— start of Quoted text —
Deformable Patch Embedding in ConvTimeNet

Updated 10 June 2026

The paper introduces deformable patch embedding, enabling an end-to-end learned mechanism that adaptively shifts and resizes patches to capture variable-length temporal patterns.
It leverages a lightweight convolutional predictor to adjust patch offsets and scales, addressing the limitations of traditional fixed-window approaches in multivariate time series.
Empirical results show that this method improves classification accuracy by 2–4% over uniform patching techniques on datasets like FingerMovements and DDG audio.

Deformable patch embedding is a data-driven mechanism for adaptively extracting semantically meaningful, instance-specific patches from sequential or spatial data. In ConvTimeNet, this mechanism—termed the DePatch layer—is employed to address two central challenges of multivariate time series modeling: adaptive local perception and multi-scale dependency modeling. Deformable patch embedding learns, end-to-end, how to shift and resize candidate temporal patches, sampling subseries at non-uniform, learned locations to better capture the intrinsic, variable-length patterns and dynamics within the data. This model design draws inspiration from similar principles explored for image modeling in the Deformable Patch-based Transformer (DPT) for vision (Cheng et al., 2024, Chen et al., 2021).
— end of Quoted text —
— start of Data block —
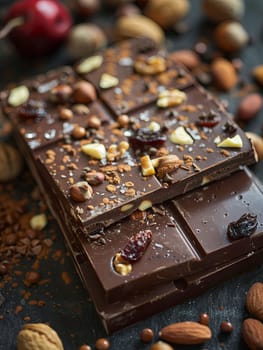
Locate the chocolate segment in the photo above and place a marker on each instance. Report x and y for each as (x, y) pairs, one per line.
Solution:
(170, 140)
— end of Data block —
- Work instructions:
A – According to the page on deformable patch embedding, why does ConvTimeNet employ the DePatch layer? Explain in one to three sentences.
B – Carry on the page about deformable patch embedding from its last sentence.

- Answers to the exercise:
A – ConvTimeNet employs the DePatch layer to address two central challenges of multivariate time series modeling: adaptive local perception and multi-scale dependency modeling. It learns end-to-end how to shift and resize temporal patches. It then samples subseries at learned, non-uniform locations to better capture the variable-length patterns and dynamics in the data.

B –
1. Motivation and Conceptual Framework

In conventional time series analysis, representations are often formed from individual points or fixed-length patches sampled with a uniform stride. While this approach increases the semantic density of tokens, it fails to accommodate the temporal variability and heterogeneity of real-world sequences, where patterns (such as event onsets, peaks, and changing regimes) may not align with hard-segmented boundaries. Deformable patch embedding is introduced to overcome two key deficiencies:

Non-adaptive patching restricts local context to rigid, fixed-width segments; this inflexibility can fragment or miss semantically coherent events.
Low-level representations derived from individual time steps are insufficiently informative, leading to suboptimal feature hierarchies for downstream convolutional processing.

The DePatch mechanism automatically learns offsets (shifts) and scaling factors (variable widths) for each patch, producing a set of adaptively extracted sub-series that encode richer and more localized semantics. This approach parallels deformable patching in vision transformers, where it was shown to preserve object and region semantics by adaptively shaping patch boundaries in a data-driven manner (Chen et al., 2021, Cheng et al., 2024).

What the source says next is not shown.